Copy the entries exactly. Leave nothing out and add nothing.

╭─ Data for this exercise

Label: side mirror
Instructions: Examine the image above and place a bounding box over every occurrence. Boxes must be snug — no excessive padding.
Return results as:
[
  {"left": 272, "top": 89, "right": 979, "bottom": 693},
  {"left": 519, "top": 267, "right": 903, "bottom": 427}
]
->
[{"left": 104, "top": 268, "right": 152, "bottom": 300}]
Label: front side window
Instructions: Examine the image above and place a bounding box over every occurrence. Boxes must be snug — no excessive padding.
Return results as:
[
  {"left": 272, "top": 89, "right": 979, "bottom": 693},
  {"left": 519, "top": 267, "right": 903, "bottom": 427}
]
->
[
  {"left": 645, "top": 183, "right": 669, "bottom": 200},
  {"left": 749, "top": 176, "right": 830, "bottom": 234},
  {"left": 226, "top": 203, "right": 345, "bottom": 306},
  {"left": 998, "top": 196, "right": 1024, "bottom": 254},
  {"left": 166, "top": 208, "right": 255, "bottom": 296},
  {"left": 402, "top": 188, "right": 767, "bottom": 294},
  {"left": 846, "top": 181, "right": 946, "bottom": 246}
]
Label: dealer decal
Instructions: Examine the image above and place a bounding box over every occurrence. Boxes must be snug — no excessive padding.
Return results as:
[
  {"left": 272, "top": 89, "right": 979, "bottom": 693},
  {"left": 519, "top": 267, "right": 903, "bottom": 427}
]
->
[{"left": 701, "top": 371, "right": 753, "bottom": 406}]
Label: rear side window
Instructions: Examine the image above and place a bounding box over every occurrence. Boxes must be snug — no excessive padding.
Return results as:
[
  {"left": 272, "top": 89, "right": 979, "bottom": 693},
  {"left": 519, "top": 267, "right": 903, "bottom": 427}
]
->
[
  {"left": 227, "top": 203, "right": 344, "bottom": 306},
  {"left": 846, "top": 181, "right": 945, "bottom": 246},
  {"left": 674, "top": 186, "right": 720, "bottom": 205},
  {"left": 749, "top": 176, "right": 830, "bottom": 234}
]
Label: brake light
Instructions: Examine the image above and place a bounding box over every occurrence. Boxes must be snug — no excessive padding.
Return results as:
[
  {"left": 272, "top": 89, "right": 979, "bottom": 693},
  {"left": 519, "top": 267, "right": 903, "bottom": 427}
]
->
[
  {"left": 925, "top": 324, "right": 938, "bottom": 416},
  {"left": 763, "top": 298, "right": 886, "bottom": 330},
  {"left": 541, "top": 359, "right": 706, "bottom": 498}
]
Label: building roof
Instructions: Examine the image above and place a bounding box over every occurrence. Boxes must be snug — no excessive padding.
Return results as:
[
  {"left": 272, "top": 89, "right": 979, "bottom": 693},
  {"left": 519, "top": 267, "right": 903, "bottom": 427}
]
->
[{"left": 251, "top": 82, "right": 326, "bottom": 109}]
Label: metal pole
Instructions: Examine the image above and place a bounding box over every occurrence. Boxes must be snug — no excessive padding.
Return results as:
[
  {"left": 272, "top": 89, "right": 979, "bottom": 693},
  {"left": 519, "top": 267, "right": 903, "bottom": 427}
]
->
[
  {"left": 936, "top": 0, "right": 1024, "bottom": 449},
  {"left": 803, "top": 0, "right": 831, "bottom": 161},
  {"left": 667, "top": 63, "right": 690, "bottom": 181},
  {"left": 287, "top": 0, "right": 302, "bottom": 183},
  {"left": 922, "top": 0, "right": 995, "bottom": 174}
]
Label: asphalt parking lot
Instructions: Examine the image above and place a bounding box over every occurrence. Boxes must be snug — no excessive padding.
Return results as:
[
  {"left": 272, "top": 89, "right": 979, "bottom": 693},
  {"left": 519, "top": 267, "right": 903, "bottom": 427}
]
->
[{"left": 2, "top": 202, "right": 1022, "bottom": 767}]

╰─

*Result for this exercise*
Label: side mirror
Instructions: Examine the image above and place a bounding box over every occurrence. Boxes must be snug — no excessive padding.
Return results as:
[
  {"left": 272, "top": 89, "right": 979, "bottom": 693},
  {"left": 519, "top": 267, "right": 903, "bottom": 427}
]
->
[{"left": 104, "top": 268, "right": 152, "bottom": 300}]
Label: front side window
Instructions: Examine the image above and place a bounding box over every occurrence. Boxes must be snug — no excessive padding.
Return results as:
[
  {"left": 272, "top": 89, "right": 979, "bottom": 693},
  {"left": 519, "top": 267, "right": 903, "bottom": 427}
]
->
[
  {"left": 645, "top": 183, "right": 669, "bottom": 200},
  {"left": 749, "top": 176, "right": 830, "bottom": 234},
  {"left": 226, "top": 203, "right": 345, "bottom": 306},
  {"left": 998, "top": 196, "right": 1024, "bottom": 254},
  {"left": 166, "top": 208, "right": 255, "bottom": 296},
  {"left": 402, "top": 188, "right": 767, "bottom": 294},
  {"left": 846, "top": 181, "right": 946, "bottom": 246}
]
Label: dealer decal
Instructions: Examine the image above and place a bounding box over every occurrence. Boxes must be snug — no excessive padding.
Return results as:
[
  {"left": 272, "top": 89, "right": 979, "bottom": 693},
  {"left": 519, "top": 267, "right": 903, "bottom": 427}
]
->
[{"left": 701, "top": 371, "right": 753, "bottom": 406}]
Label: rear side window
Instructions: Examine the image above and place a bounding box over every occurrence. Boxes must be snug — no excessive padding.
Return results as:
[
  {"left": 272, "top": 89, "right": 979, "bottom": 693},
  {"left": 519, "top": 267, "right": 903, "bottom": 427}
]
->
[
  {"left": 227, "top": 203, "right": 344, "bottom": 306},
  {"left": 846, "top": 181, "right": 945, "bottom": 246},
  {"left": 674, "top": 186, "right": 720, "bottom": 205},
  {"left": 749, "top": 176, "right": 830, "bottom": 234}
]
Label: brake light
Instructions: Examine the image above and place a bounding box over every occurrence. Boxes must be snug — no excessive padding.
Return results as:
[
  {"left": 272, "top": 89, "right": 979, "bottom": 693},
  {"left": 519, "top": 267, "right": 903, "bottom": 427}
]
->
[
  {"left": 925, "top": 324, "right": 938, "bottom": 416},
  {"left": 763, "top": 298, "right": 886, "bottom": 330},
  {"left": 541, "top": 359, "right": 706, "bottom": 498}
]
Label: building roof
Instructions: Examine the image above and place a bounding box over every occurrence. Boxes must be snug — no excessive padding.
Return results as:
[
  {"left": 272, "top": 89, "right": 979, "bottom": 693},
  {"left": 519, "top": 267, "right": 903, "bottom": 427}
]
->
[{"left": 251, "top": 82, "right": 326, "bottom": 109}]
Label: metal pole
Instructions: Examine the image above and place a bounding box over every occurrence. Boxes must be snug — no excessive padding.
Return results as:
[
  {"left": 272, "top": 89, "right": 979, "bottom": 693},
  {"left": 519, "top": 267, "right": 903, "bottom": 427}
]
->
[
  {"left": 936, "top": 0, "right": 1024, "bottom": 449},
  {"left": 803, "top": 0, "right": 831, "bottom": 161},
  {"left": 667, "top": 63, "right": 690, "bottom": 181},
  {"left": 287, "top": 0, "right": 302, "bottom": 183},
  {"left": 922, "top": 0, "right": 995, "bottom": 174}
]
Label: asphalt parking lot
Instructions: Examine the image above and place a bounding box over every occurrence. Boxes must be snug — no excessive padding.
Return results as:
[
  {"left": 272, "top": 89, "right": 979, "bottom": 693},
  {"left": 519, "top": 267, "right": 903, "bottom": 427}
]
->
[{"left": 2, "top": 202, "right": 1022, "bottom": 767}]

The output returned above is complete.